___ RAW DATA ___

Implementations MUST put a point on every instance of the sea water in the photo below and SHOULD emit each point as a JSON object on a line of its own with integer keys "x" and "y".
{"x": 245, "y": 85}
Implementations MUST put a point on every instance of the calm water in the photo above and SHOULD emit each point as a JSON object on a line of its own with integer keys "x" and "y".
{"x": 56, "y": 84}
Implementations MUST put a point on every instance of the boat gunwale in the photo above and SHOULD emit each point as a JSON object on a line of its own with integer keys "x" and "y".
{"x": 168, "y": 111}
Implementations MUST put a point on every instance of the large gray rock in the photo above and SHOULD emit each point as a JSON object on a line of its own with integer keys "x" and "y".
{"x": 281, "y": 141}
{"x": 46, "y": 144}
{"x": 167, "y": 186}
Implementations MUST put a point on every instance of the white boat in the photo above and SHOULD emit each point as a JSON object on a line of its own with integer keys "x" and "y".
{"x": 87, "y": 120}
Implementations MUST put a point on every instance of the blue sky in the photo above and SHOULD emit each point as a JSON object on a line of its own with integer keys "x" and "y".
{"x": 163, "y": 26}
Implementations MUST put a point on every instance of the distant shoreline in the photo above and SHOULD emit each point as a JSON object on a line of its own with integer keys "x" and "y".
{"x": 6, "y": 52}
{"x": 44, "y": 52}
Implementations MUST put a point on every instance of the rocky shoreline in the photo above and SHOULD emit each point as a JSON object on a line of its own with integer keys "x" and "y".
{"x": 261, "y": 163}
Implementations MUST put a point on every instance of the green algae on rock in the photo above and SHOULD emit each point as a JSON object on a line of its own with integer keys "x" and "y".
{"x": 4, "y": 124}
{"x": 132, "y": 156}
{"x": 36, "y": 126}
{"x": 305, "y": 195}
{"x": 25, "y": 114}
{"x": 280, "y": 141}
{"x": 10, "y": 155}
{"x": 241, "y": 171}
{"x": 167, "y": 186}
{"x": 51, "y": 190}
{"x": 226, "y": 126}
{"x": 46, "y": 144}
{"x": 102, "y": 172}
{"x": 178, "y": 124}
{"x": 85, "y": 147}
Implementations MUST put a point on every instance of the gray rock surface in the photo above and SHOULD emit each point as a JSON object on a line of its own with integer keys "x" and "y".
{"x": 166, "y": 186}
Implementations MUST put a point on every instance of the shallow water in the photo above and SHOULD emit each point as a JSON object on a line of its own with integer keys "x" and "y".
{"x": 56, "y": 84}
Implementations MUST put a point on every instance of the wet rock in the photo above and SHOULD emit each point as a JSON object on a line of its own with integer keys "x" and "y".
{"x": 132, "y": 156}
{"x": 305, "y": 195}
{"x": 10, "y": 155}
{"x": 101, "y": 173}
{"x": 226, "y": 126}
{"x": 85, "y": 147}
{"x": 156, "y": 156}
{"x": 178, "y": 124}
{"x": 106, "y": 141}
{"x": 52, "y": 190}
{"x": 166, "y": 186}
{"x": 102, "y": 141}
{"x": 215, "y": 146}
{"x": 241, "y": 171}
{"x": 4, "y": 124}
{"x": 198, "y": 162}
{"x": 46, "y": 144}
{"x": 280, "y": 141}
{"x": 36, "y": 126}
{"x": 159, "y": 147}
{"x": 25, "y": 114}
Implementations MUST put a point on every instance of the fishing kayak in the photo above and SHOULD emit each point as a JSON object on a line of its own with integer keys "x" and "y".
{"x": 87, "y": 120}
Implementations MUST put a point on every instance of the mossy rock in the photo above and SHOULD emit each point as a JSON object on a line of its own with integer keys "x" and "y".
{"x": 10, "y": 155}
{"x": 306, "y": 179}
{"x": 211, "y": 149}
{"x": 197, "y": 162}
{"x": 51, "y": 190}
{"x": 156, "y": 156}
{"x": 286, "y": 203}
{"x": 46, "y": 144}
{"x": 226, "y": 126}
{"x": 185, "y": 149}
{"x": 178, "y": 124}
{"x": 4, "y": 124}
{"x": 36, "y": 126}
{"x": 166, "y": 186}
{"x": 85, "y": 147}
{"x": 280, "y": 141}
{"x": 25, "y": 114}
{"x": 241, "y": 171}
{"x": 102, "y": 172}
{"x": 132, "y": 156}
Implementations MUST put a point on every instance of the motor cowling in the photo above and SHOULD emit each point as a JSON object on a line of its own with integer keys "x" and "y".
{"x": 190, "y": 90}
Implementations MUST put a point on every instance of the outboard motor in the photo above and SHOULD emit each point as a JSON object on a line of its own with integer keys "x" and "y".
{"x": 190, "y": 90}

___

## WHAT YOU ARE ASKED TO DO:
Exact repetition is required: return every record shown above.

## SOLVED PROBLEM:
Implementations MUST put a point on every instance of the sea water in the photo below and SHOULD emit each point as a JSON object on a line of its own with integer keys "x" and "y".
{"x": 245, "y": 85}
Implementations MUST put a point on every instance of the calm water in the photo above and SHOULD emit each point as a JSON object on a line of its own with integer keys "x" and "y".
{"x": 56, "y": 84}
Implementations MUST put a point on every instance of the boat gunwale in the photo above and SHOULD emit each point as a JSON object on a line of its own with integer keys "x" and "y".
{"x": 168, "y": 111}
Implementations MUST put a point on every instance of the large gray rock in the photo above and SHOULD emit each point as a JSON object on a line of its own with integer keys "x" and "y".
{"x": 281, "y": 141}
{"x": 46, "y": 144}
{"x": 167, "y": 186}
Implementations MUST put a point on every instance of the white boat in the photo above and SHOULD emit each point as a JSON object on a line of its own with integer keys "x" and "y".
{"x": 87, "y": 120}
Implementations MUST put a point on every instance of the blue sky in the photo above and SHOULD emit each point as a JSON object on a line of its own with integer keys "x" and "y".
{"x": 163, "y": 26}
Implementations MUST put a point on every instance of the distant shoreline in the photo above and SHOULD emit each point as a JSON object on a line of its own with integer keys "x" and "y".
{"x": 6, "y": 52}
{"x": 44, "y": 52}
Implementations MUST put a point on every instance of the rocky shoreline in the photo above and SHOULD emit each point as a JSON object on a line of its own with integer keys "x" and "y".
{"x": 261, "y": 163}
Implementations MUST put a point on every instance of the green algae on rock in the photo above and SHOULD emit each point as a JSON object on a line of its own with integer keys "x" and "y".
{"x": 4, "y": 124}
{"x": 132, "y": 156}
{"x": 36, "y": 126}
{"x": 305, "y": 195}
{"x": 25, "y": 114}
{"x": 280, "y": 141}
{"x": 10, "y": 155}
{"x": 241, "y": 171}
{"x": 167, "y": 186}
{"x": 51, "y": 190}
{"x": 226, "y": 126}
{"x": 46, "y": 144}
{"x": 102, "y": 172}
{"x": 178, "y": 124}
{"x": 85, "y": 147}
Implementations MUST put a point on every instance of the gray rock surface in the photo above and SHOULD emit each point as a JSON object on a line of its own with integer keys "x" and "y".
{"x": 166, "y": 186}
Implementations MUST put a point on every instance of the shallow water in the photo above and SHOULD emit each point as a JSON object on a line of its own with integer keys "x" and "y".
{"x": 56, "y": 84}
Implementations MUST put a point on every instance of the wet rock in the photo above and SHOULD emit each point as a JSON object on a line of its own with integer keys "x" and "y".
{"x": 132, "y": 156}
{"x": 305, "y": 195}
{"x": 10, "y": 155}
{"x": 101, "y": 173}
{"x": 226, "y": 126}
{"x": 85, "y": 147}
{"x": 156, "y": 156}
{"x": 178, "y": 124}
{"x": 106, "y": 141}
{"x": 52, "y": 190}
{"x": 166, "y": 186}
{"x": 102, "y": 141}
{"x": 215, "y": 146}
{"x": 241, "y": 171}
{"x": 4, "y": 124}
{"x": 198, "y": 162}
{"x": 46, "y": 144}
{"x": 280, "y": 141}
{"x": 36, "y": 126}
{"x": 159, "y": 147}
{"x": 25, "y": 114}
Implementations MUST put a point on every instance of the fishing kayak in the photo above and SHOULD emit each point as a JSON object on a line of its own with integer keys "x" and "y".
{"x": 87, "y": 120}
Implementations MUST put a point on every instance of the mossy rock in the photo above and SHOULD emit each point as a JSON object on a line of its own with integer keys "x" and "y".
{"x": 10, "y": 155}
{"x": 306, "y": 179}
{"x": 211, "y": 149}
{"x": 197, "y": 162}
{"x": 51, "y": 190}
{"x": 156, "y": 156}
{"x": 286, "y": 203}
{"x": 46, "y": 144}
{"x": 226, "y": 126}
{"x": 185, "y": 149}
{"x": 178, "y": 124}
{"x": 4, "y": 124}
{"x": 36, "y": 126}
{"x": 166, "y": 186}
{"x": 85, "y": 147}
{"x": 280, "y": 141}
{"x": 25, "y": 114}
{"x": 241, "y": 171}
{"x": 102, "y": 172}
{"x": 132, "y": 156}
Implementations MUST put a point on every instance of the motor cowling in the photo above and SHOULD emit each point as a JSON object on a line of its own with integer keys "x" and "y".
{"x": 190, "y": 90}
Implementations MUST put a point on every instance of the outboard motor in the photo above and SHOULD emit each point as a JSON object on a line of its own with integer keys "x" and "y".
{"x": 190, "y": 90}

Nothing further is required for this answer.